• **Aim**: Include no pictures. Output exactly the lines from the one that contains "Sports-analytics tagging: mark the white cloud" through the final line of the entries.

• **Records to use**:
— begin —

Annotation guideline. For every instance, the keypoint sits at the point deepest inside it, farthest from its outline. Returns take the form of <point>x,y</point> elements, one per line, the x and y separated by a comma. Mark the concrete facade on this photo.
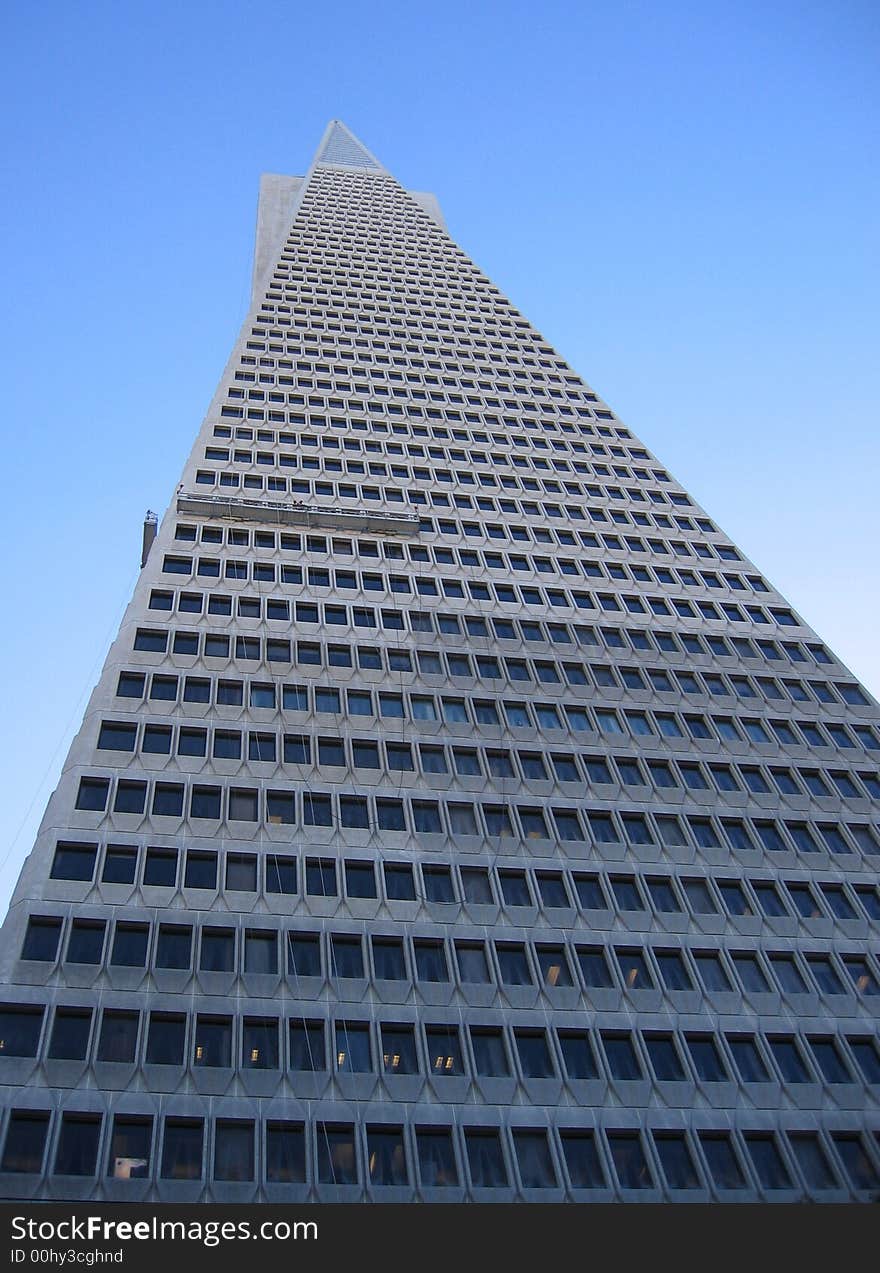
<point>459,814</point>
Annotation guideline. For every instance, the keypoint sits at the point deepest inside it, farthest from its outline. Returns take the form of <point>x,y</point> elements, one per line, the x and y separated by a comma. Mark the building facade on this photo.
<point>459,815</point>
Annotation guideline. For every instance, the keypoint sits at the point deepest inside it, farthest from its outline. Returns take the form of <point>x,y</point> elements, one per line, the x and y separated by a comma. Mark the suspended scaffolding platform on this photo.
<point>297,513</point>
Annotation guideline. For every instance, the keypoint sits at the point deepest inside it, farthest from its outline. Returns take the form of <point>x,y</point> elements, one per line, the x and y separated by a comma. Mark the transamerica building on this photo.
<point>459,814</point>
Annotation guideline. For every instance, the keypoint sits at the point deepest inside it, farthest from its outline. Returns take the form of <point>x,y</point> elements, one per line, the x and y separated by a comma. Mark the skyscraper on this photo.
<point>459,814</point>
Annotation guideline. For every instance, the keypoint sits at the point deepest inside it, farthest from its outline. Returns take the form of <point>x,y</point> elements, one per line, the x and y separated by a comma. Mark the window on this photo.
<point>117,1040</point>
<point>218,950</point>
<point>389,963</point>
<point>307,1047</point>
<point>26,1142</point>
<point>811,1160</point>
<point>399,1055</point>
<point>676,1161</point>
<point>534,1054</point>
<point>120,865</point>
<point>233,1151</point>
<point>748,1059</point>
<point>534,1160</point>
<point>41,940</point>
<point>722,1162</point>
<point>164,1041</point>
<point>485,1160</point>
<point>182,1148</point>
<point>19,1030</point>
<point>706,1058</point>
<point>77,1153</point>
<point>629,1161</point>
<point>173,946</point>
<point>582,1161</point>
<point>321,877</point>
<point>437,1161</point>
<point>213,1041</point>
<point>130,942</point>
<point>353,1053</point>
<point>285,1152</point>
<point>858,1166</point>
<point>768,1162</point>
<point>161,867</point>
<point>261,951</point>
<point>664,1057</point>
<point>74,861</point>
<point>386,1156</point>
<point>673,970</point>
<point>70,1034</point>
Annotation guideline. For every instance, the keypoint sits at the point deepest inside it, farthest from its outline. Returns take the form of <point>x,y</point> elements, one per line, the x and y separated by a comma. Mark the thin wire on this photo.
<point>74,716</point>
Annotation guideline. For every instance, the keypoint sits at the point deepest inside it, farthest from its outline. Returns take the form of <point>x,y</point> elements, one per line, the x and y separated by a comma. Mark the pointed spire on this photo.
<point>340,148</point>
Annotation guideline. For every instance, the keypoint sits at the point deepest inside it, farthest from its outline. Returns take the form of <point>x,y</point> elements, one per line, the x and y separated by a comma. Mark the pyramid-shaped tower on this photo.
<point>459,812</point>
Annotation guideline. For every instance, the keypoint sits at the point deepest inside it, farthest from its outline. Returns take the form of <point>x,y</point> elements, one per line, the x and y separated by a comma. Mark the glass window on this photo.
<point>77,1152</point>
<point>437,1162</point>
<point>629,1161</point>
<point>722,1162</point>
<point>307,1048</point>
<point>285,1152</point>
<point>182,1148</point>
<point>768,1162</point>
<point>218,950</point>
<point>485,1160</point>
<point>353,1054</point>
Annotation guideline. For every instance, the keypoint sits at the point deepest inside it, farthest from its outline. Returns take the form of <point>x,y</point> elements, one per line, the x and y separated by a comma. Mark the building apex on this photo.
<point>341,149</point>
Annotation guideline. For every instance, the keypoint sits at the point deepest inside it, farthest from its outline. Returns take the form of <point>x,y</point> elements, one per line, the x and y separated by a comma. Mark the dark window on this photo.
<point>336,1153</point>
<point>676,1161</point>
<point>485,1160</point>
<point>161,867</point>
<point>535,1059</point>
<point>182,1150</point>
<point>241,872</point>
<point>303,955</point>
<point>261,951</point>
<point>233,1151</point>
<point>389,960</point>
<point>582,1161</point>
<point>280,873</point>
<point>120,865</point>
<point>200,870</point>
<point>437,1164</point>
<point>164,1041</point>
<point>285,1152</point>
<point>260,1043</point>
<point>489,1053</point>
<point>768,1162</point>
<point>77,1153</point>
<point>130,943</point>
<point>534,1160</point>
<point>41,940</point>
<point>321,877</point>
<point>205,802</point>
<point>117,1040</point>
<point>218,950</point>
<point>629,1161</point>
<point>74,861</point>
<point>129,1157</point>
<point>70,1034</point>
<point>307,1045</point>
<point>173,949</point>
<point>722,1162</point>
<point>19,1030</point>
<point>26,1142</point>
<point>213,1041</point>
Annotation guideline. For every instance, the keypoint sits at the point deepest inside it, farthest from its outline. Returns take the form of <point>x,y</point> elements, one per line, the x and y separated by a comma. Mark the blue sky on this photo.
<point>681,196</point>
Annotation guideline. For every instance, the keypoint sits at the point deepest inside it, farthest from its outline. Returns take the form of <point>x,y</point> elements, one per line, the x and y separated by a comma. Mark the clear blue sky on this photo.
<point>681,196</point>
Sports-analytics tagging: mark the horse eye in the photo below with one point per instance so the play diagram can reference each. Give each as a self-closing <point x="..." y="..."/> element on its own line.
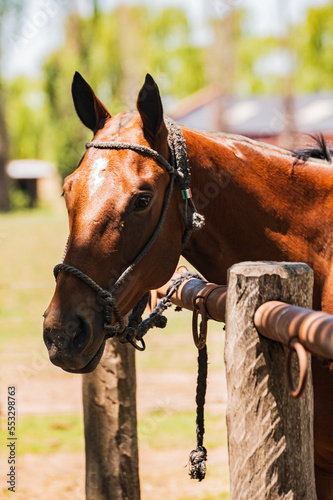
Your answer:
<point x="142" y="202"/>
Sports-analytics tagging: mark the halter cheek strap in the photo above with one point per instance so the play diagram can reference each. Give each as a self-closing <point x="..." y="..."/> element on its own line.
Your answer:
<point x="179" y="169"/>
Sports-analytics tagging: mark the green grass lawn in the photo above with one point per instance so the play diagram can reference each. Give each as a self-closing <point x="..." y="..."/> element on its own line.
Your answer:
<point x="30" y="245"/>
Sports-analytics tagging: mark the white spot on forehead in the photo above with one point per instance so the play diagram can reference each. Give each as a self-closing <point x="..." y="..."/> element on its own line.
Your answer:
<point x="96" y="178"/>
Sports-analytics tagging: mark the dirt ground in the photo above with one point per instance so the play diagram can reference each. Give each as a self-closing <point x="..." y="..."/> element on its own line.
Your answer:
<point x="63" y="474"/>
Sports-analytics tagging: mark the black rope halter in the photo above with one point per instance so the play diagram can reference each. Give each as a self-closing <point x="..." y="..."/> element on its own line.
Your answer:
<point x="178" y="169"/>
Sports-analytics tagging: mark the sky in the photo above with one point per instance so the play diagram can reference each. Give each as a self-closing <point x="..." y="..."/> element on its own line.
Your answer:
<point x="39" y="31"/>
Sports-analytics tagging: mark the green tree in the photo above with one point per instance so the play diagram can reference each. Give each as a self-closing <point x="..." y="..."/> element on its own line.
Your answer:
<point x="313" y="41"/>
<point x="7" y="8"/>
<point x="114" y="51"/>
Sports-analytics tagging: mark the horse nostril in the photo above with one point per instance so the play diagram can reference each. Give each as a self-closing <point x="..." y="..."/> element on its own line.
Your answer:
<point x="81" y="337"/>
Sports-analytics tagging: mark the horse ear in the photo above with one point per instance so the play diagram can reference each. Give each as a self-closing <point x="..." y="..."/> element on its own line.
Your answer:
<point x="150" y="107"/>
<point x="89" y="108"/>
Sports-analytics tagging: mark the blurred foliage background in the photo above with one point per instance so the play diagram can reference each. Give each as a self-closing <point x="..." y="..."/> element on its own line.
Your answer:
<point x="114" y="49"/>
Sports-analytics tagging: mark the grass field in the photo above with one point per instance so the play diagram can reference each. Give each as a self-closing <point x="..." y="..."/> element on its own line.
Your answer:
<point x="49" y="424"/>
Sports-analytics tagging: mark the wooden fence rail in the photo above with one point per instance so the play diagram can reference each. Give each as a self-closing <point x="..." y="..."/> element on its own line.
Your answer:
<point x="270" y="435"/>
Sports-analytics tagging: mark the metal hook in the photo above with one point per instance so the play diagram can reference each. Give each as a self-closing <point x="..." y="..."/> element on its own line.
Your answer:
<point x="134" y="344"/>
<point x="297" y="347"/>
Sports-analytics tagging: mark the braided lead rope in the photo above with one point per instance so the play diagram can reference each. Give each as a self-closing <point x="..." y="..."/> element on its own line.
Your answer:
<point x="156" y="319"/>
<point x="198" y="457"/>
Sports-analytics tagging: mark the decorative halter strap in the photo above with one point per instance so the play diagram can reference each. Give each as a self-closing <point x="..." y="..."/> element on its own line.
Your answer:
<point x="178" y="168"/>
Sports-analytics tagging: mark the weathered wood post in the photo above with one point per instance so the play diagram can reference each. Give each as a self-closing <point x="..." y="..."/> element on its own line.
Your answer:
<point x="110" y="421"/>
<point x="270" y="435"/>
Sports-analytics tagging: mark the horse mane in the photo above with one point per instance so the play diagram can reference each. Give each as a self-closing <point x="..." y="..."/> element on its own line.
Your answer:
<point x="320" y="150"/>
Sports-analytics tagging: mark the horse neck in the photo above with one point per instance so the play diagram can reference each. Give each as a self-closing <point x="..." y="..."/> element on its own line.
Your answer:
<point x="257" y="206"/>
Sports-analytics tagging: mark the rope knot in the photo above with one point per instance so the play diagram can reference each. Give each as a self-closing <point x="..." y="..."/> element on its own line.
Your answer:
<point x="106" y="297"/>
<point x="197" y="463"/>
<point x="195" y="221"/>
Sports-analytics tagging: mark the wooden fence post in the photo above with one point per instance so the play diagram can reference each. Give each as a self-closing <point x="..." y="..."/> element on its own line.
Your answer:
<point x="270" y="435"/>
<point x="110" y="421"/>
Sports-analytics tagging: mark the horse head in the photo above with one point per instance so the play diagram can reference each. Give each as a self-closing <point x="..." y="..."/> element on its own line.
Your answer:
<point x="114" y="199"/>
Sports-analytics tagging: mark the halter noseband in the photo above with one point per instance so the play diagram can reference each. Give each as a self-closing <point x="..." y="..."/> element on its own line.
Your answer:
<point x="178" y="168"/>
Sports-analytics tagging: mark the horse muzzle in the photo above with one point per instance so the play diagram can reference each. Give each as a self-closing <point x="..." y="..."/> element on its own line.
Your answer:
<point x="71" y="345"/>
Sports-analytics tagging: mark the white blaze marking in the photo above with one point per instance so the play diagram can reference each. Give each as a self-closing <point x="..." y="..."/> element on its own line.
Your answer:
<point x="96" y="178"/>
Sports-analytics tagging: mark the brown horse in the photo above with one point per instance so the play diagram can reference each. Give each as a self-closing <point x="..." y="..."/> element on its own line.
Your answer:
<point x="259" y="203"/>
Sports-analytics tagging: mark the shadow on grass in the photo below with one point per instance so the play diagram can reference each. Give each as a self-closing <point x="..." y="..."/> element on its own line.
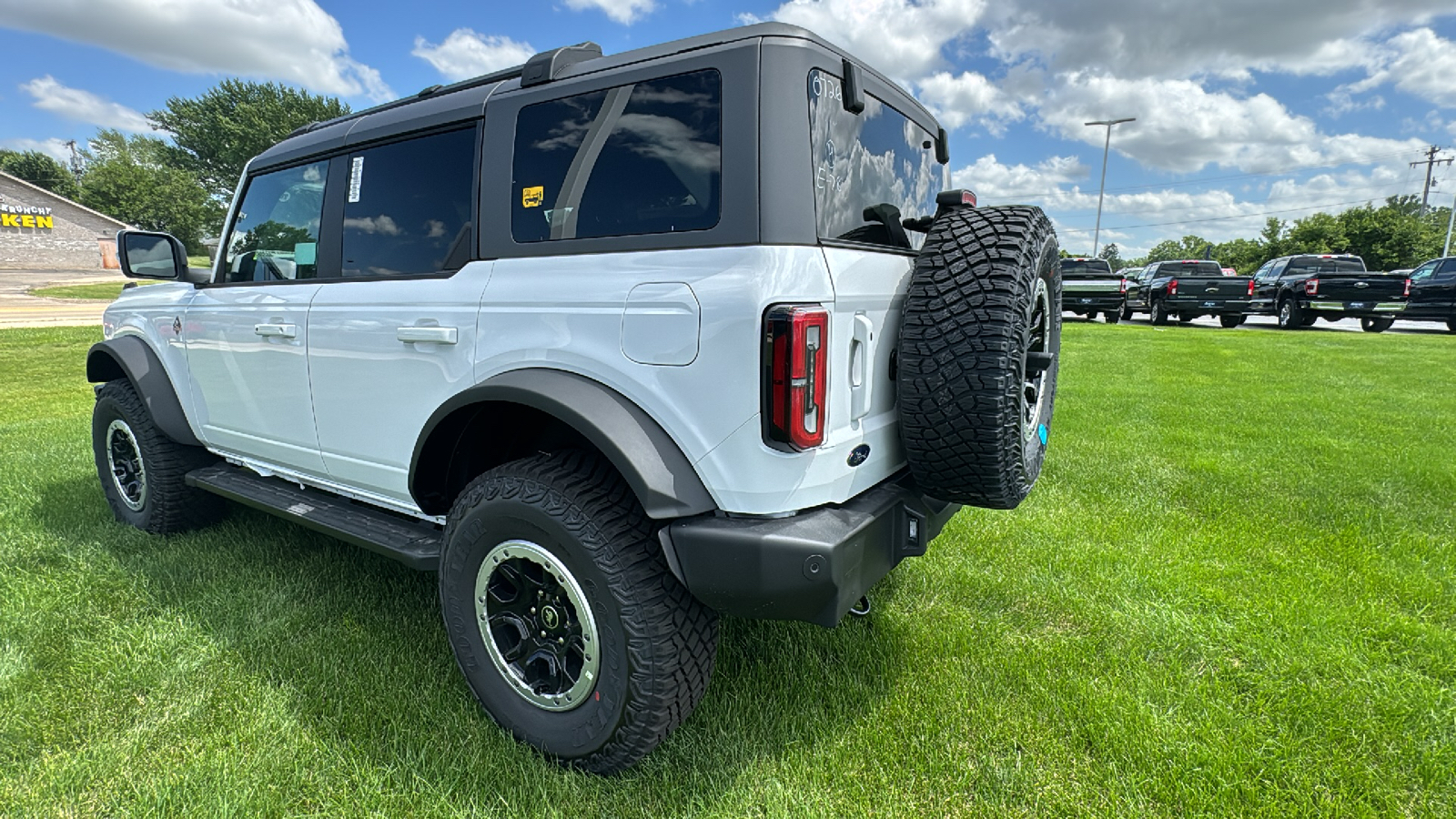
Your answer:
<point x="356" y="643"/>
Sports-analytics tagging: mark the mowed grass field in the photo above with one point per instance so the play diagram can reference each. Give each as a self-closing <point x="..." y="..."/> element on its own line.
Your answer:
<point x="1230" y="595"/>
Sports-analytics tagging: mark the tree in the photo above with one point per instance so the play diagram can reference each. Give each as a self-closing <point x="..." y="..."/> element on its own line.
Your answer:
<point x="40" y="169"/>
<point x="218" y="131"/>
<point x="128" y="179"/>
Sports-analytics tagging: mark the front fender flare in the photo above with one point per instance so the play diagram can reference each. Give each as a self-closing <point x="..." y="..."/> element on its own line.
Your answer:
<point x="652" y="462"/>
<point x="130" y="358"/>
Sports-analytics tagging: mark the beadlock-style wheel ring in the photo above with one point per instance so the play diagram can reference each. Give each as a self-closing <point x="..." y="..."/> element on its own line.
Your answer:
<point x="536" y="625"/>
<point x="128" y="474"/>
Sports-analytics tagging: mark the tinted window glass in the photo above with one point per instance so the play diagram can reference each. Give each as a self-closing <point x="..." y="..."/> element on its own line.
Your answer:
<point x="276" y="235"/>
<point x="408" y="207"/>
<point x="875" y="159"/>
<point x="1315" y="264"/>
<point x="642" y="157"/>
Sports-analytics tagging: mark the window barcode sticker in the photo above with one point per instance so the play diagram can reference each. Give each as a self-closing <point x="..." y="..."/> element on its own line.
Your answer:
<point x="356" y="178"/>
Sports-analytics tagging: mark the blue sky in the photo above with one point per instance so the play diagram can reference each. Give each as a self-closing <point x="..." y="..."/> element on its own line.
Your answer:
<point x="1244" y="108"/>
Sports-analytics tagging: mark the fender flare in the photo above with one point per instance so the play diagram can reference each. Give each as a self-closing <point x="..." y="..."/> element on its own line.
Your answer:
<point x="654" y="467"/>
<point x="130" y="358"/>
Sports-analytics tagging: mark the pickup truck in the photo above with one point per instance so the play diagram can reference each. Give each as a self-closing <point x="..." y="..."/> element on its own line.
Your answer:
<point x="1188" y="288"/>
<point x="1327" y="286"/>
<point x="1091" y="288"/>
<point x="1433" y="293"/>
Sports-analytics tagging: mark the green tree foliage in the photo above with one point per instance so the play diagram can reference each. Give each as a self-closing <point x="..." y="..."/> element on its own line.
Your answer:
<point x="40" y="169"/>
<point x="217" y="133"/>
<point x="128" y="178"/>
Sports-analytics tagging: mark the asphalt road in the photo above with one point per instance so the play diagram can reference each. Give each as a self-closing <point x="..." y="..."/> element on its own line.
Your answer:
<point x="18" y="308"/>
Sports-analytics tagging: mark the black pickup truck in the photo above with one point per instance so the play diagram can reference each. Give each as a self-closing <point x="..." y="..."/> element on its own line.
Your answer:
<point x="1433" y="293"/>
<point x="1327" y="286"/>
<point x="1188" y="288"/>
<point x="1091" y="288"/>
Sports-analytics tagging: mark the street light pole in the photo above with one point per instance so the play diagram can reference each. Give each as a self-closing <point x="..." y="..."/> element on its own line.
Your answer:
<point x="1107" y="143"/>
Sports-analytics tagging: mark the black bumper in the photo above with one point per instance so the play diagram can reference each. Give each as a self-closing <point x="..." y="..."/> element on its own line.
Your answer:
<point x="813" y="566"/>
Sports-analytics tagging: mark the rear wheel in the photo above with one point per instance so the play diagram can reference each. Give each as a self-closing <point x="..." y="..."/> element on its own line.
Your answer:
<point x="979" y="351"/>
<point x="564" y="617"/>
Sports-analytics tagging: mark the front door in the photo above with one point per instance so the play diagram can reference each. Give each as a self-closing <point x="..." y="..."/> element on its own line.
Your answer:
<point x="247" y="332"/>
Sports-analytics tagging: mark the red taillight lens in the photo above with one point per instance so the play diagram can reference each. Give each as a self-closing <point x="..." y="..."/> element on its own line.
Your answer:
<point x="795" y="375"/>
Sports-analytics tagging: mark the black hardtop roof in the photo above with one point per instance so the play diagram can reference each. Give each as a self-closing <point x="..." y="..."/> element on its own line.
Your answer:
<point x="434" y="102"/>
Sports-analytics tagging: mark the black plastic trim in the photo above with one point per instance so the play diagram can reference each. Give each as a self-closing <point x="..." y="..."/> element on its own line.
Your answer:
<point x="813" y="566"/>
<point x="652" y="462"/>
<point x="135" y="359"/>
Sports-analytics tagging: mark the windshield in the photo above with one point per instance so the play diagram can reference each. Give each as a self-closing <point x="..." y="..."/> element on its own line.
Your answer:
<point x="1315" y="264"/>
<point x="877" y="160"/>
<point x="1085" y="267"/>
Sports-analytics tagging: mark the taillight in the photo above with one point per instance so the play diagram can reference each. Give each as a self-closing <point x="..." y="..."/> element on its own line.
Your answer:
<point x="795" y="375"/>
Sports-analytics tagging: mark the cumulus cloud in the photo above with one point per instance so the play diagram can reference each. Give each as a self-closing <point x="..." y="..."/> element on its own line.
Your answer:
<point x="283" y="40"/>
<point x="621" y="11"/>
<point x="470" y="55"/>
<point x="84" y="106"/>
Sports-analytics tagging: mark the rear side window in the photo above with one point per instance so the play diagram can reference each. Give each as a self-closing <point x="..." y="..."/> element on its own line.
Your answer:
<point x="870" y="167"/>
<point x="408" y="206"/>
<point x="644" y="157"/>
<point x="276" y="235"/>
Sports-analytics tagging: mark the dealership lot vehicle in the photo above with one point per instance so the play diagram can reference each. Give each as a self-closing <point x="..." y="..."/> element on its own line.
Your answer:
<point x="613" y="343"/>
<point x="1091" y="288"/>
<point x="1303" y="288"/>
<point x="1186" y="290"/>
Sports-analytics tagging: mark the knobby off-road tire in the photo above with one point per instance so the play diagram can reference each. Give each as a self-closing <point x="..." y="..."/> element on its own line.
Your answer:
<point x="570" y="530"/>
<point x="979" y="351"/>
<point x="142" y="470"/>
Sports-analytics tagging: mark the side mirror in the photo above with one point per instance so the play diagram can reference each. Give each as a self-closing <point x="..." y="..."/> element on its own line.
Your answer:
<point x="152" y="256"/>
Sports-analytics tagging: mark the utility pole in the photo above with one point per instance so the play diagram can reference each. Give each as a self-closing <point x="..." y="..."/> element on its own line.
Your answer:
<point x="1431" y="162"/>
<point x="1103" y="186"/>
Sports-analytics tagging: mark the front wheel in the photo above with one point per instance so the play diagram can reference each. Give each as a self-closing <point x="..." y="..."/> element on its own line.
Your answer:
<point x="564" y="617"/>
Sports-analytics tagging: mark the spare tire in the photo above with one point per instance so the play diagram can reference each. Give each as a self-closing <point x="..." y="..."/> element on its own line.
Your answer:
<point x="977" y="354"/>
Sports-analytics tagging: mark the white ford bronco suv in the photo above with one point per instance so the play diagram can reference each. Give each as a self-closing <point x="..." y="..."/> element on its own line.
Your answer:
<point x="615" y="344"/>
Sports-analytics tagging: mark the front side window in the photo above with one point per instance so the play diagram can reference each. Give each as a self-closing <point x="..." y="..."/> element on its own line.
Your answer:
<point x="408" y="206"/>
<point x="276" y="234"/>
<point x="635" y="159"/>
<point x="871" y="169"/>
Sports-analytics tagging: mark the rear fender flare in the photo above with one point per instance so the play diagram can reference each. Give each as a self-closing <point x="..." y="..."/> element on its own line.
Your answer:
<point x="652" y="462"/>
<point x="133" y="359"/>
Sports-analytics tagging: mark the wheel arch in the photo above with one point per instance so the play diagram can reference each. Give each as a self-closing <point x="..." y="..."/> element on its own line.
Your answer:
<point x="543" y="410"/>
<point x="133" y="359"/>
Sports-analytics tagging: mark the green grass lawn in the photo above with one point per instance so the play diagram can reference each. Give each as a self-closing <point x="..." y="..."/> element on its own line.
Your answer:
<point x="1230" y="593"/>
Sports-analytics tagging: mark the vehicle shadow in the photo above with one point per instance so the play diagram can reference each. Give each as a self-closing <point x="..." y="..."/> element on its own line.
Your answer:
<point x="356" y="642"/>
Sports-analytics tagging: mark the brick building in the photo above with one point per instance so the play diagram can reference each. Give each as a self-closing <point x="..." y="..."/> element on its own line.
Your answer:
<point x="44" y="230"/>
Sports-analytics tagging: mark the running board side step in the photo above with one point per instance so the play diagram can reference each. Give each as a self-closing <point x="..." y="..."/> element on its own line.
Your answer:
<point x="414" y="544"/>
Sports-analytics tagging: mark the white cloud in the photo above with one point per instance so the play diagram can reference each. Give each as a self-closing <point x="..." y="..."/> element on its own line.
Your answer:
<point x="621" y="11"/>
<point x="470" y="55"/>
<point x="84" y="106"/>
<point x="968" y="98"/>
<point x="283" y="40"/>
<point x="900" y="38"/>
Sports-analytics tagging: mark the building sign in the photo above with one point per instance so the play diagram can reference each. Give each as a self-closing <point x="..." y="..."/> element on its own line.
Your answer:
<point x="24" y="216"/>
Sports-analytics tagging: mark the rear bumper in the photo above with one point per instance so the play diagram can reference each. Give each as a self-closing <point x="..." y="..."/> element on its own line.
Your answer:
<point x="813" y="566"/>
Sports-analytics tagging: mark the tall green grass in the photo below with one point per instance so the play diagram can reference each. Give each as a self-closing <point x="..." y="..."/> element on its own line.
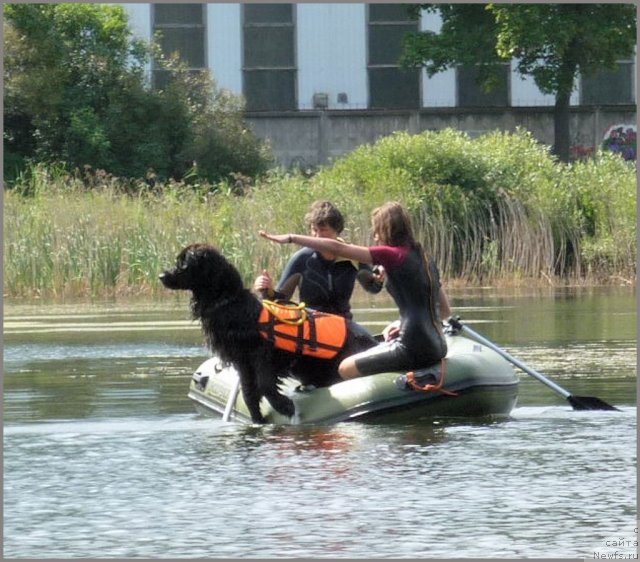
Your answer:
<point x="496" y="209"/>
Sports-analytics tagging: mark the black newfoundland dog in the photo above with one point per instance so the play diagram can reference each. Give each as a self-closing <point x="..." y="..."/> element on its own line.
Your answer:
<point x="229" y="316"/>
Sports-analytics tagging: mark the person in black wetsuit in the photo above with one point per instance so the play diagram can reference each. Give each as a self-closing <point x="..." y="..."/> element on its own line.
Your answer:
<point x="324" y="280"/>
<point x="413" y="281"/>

— end —

• **Result of this exercise**:
Sports-analytics tagging: mark the white cloud in the photo above with one point per instance so the play diagram can reference each. Give each as a self-closing <point x="..." y="..."/> element on its own line.
Your answer:
<point x="621" y="11"/>
<point x="470" y="55"/>
<point x="84" y="106"/>
<point x="968" y="98"/>
<point x="283" y="40"/>
<point x="900" y="38"/>
Sports-analytics tagging: mark the building sign in the photo above with one point per instance so the play diagram can reference each. Give each as a self-closing <point x="..." y="..."/> element on its own line.
Your answer:
<point x="24" y="216"/>
Sports-analytics tagging: mark the rear bumper in the photo above with one point per instance so the play diagram can reference each. Give each as a self-closing <point x="..." y="..."/> element on its own line.
Your answer:
<point x="813" y="566"/>
Sports-analytics tagging: mark the tall green grass in the photo below with one point per instance so the play diagram can reference each. Give each as a self-closing <point x="..." y="..."/> element on its own line.
Your answer:
<point x="496" y="209"/>
Sports-analytics tagging: mark the black newfoundland dog in the photo above with one point per instance so the play diagram can reference each. Give each as a self-closing <point x="..." y="..."/> element on its own line.
Your answer:
<point x="229" y="316"/>
Sports-analytics tagging: mark the person in black wetsuit in the photo above with one point per instance so the play diagram can reference each. Give each as a self-closing <point x="..." y="..."/> element on its own line.
Your answer:
<point x="324" y="280"/>
<point x="413" y="281"/>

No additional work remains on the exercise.